- **Supplied entries**
[Start]

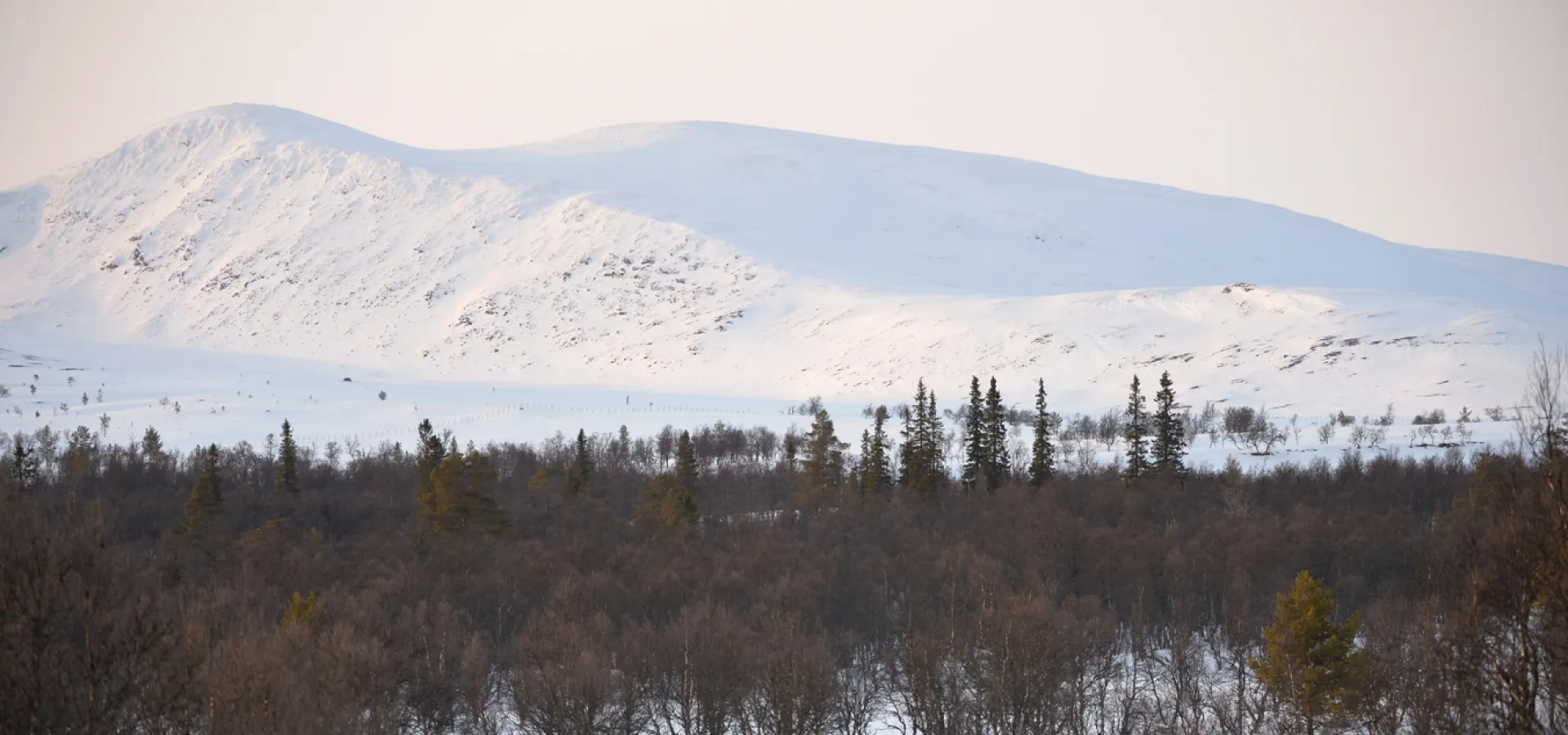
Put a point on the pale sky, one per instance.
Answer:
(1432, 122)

[End]
[Start]

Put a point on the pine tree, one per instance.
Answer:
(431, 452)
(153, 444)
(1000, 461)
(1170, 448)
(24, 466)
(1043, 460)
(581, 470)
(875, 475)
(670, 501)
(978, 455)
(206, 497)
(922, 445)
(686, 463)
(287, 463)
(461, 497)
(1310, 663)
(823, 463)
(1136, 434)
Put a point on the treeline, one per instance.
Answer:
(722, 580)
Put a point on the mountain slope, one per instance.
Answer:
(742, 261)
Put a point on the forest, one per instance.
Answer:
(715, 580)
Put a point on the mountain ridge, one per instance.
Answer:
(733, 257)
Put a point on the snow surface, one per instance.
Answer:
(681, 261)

[End]
[Start]

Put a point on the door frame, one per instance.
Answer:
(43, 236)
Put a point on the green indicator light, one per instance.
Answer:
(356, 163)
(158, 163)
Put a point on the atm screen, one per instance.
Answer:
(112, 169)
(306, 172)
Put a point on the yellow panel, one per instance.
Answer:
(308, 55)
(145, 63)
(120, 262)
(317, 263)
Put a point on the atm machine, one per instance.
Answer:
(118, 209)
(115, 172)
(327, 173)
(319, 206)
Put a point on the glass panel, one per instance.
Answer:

[End]

- **Given task**
Rewrite everything in the listing from the line containing "Put a point on the pale" down through the line containing "(1432, 122)" as a numbered list, with blank lines left out.

- **Task answer**
1. Put a point on the pale sky, one per instance.
2. Answer:
3. (1432, 122)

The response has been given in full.